• Requirement
Transcribe word for word the part of the passage below on Charlotte Mason's method that starts at the words "There you have" and ends after "exceptionally worth it.".

• Document segment
>>>>

As you know, I have been blessed by many of her insights, and my answer to this question is "yes!". We have much to gain.

Thirdly, and lastly, let's ask "Does implementing Charlotte Mason's method in our home learning require us to follow every part of that method"? CM said that for "the programme" (as it was called in her schools) to really produce the excellent results for which it was known, it had to be followed completely. Every part left out could be expected to weaken the end result. That may be so. I have not yet come across a part of the programme that violates my conscience, but if I should someday meet up with a CM practice with which I disagree wholeheartedly, again, there is no way I'm going to accept what I believe may compromise the Word of God and the spiritual lives of my family. So, if I must drop part of the programme, let my children be academically inferior to Charlotte's students at the end of the day! Excellent education is our goal, but it is not our highest goal. There are elements in a CM education that we may leave out, and there are things she advises against that we will most definitely add in. Our version of CM will be strongly influenced by the truths to which we hold so dearly :)

There you have it! :) My official Charlotte Mason disclaimer. I admit, you do have to eat the meat and throw away a few of the small bones with this method. BUT, Miss Mason offers so much wisdom, grace, and truth regarding education that the meat is plentiful and exceptionally worth it.

<<<<

Entries drawn from a collection:
>>>>

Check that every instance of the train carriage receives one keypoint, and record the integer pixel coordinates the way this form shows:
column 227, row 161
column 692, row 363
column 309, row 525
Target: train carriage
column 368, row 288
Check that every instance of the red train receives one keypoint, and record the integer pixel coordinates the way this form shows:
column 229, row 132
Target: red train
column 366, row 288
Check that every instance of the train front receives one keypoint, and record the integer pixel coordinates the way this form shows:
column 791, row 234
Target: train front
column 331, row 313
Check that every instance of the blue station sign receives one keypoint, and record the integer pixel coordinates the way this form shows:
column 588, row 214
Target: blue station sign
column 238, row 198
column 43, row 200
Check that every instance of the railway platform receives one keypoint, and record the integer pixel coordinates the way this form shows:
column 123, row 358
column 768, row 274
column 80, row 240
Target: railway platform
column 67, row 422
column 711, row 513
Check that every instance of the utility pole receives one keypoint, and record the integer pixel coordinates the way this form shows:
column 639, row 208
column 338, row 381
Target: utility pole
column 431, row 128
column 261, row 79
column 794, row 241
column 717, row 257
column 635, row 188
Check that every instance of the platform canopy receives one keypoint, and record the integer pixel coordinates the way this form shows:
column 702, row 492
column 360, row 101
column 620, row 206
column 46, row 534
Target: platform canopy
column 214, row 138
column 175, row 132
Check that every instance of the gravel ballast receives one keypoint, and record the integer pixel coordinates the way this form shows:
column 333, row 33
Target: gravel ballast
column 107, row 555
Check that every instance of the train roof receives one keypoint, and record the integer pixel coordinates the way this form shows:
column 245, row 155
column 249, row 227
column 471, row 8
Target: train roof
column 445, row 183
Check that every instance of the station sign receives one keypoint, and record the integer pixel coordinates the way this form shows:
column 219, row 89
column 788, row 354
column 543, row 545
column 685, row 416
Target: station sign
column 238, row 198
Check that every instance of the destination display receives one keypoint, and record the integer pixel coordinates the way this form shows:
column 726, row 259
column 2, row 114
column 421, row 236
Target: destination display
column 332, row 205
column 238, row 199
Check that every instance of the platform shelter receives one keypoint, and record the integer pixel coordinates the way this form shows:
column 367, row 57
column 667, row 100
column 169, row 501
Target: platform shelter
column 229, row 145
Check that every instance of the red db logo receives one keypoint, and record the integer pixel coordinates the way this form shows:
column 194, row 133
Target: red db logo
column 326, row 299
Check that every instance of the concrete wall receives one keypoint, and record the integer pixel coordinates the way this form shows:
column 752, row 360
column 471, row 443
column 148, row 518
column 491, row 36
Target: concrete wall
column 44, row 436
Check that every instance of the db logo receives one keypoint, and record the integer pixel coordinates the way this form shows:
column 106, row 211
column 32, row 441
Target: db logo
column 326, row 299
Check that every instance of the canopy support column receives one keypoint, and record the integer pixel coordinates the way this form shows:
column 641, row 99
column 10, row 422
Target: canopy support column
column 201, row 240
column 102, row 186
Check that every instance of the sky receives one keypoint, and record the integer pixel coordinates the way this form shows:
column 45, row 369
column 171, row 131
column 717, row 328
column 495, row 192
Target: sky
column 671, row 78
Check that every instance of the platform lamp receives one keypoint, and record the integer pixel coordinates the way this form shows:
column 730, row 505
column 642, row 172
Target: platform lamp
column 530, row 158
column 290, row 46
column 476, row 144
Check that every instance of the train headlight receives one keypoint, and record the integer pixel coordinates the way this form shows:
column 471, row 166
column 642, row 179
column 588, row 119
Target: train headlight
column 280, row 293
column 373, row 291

<<<<

• Problem solution
There you have it! :) My official Charlotte Mason disclaimer. I admit, you do have to eat the meat and throw away a few of the small bones with this method. BUT, Miss Mason offers so much wisdom, grace, and truth regarding education that the meat is plentiful and exceptionally worth it.